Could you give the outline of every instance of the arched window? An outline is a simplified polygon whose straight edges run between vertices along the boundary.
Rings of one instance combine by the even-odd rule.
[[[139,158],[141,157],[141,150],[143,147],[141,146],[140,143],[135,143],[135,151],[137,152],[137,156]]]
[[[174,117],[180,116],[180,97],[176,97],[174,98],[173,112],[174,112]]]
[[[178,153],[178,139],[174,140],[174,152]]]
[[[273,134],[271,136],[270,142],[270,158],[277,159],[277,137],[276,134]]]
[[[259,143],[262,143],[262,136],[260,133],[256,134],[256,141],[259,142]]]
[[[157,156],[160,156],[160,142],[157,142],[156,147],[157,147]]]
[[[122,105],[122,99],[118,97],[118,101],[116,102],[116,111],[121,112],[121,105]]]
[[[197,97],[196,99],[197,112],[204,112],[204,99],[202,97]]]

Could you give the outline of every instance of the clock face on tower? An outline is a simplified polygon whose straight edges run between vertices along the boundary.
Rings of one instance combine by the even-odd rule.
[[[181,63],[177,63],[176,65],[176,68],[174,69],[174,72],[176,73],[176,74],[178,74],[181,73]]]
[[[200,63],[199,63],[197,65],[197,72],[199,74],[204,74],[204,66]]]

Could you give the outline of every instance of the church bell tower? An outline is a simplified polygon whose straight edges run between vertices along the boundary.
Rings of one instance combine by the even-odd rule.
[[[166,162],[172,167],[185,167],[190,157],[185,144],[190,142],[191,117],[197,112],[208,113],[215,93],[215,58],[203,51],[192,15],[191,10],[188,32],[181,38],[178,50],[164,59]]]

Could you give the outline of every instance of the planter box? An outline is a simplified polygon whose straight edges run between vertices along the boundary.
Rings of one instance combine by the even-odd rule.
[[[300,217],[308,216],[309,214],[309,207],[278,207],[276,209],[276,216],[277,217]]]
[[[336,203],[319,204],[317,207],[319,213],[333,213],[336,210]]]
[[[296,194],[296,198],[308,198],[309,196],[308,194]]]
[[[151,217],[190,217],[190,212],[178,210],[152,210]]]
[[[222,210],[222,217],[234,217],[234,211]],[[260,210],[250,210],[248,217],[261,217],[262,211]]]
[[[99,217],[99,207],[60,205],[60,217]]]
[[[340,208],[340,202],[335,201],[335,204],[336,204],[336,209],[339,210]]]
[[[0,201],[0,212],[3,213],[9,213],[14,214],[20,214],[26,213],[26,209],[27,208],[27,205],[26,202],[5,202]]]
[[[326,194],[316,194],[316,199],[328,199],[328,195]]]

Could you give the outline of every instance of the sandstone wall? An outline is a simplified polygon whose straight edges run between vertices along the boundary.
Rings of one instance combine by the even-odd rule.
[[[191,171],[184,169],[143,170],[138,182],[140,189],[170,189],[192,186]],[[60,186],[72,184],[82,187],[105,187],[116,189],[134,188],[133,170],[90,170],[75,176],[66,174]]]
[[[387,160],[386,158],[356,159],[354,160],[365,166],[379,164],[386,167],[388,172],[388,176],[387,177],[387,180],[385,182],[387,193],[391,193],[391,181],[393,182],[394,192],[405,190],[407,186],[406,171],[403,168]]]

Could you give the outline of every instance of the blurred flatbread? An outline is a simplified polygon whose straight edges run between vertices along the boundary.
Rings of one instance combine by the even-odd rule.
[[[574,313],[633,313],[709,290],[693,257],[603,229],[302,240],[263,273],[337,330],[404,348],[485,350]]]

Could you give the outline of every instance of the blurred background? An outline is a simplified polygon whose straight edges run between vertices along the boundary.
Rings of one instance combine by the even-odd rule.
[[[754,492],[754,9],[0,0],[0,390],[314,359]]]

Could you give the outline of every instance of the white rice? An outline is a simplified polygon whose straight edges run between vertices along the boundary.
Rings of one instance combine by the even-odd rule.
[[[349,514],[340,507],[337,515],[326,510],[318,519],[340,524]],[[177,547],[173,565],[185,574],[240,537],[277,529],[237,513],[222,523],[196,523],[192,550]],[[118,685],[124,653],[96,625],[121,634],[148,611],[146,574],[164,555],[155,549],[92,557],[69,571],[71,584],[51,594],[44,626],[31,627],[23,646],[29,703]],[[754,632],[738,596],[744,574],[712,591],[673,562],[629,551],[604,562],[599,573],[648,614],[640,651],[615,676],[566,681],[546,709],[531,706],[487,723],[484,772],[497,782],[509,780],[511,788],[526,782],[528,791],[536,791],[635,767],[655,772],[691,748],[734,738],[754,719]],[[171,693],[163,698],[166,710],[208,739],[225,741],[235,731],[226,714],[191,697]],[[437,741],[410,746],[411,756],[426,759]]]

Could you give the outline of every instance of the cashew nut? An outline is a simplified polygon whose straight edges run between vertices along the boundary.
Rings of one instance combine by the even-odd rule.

────────

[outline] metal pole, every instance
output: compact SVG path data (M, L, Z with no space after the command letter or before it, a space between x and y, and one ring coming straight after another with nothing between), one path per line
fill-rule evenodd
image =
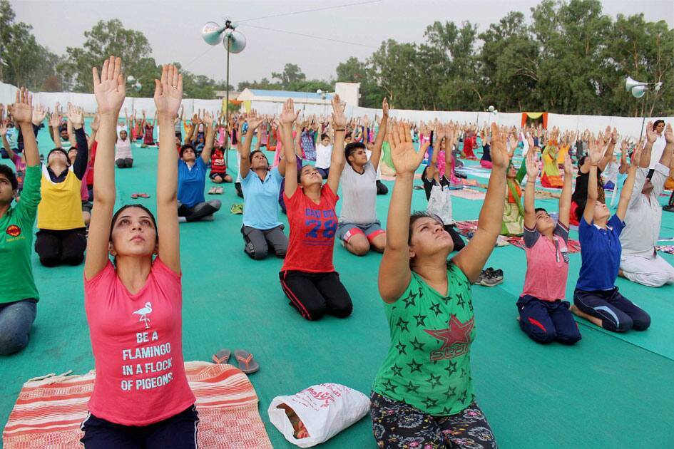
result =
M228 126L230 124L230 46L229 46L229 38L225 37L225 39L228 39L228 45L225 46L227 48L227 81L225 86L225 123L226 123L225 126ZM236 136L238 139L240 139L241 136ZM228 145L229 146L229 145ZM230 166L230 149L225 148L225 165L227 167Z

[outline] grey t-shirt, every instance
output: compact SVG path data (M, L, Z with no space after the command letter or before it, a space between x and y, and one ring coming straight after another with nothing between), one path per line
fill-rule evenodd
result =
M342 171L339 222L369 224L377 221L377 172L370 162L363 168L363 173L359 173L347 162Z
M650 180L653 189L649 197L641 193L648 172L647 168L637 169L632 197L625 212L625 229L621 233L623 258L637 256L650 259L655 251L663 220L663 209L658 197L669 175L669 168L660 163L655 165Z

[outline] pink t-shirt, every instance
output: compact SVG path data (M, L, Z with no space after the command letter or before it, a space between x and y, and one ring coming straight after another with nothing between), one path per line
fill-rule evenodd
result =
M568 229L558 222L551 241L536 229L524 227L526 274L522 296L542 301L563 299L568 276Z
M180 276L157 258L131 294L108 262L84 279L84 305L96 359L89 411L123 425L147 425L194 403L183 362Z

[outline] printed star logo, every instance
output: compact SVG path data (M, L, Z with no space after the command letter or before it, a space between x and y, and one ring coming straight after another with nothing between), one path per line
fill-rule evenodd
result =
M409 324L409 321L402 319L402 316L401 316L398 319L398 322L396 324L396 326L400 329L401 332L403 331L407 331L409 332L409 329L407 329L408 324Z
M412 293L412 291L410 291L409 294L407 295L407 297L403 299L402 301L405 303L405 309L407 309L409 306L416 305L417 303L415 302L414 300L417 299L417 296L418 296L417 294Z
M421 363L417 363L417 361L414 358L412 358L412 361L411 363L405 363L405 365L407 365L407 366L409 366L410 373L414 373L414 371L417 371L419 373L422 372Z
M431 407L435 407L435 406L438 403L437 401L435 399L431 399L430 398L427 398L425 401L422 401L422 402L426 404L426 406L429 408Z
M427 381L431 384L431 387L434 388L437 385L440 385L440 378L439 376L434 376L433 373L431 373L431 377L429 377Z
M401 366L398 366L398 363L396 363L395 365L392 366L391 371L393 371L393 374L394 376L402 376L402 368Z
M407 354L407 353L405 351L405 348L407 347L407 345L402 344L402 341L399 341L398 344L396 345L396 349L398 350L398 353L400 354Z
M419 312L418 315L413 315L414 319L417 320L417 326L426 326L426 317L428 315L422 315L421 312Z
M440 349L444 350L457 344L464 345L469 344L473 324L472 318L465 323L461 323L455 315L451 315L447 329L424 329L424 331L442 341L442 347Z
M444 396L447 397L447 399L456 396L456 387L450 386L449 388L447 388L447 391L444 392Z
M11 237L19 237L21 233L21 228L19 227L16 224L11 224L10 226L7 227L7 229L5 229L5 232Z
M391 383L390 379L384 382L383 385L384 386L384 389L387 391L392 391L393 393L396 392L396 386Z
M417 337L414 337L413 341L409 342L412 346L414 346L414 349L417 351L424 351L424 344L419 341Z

────────

■ GIVEN PROBLEM: Starting at the row that contains "Could you give the outline of every instance of the arched" and ending at the row that contains "[[[178,153],[178,139],[174,140],[174,152]]]", write out those rows again. Switch "arched window" to "rounded window" and leave everything else unchanged.

■ RESULT FOR THIS TASK:
Could you give the outline of every instance of the rounded window? An outline is a simplified polygon whose straight edges run between vertices along the boundary.
Rings of one instance combine by the even-odd rule.
[[[139,158],[141,157],[141,150],[143,147],[141,146],[140,143],[135,143],[135,151],[137,152],[137,156]]]
[[[174,117],[180,116],[180,97],[176,97],[174,98],[173,112],[174,112]]]
[[[178,153],[178,139],[174,140],[174,152]]]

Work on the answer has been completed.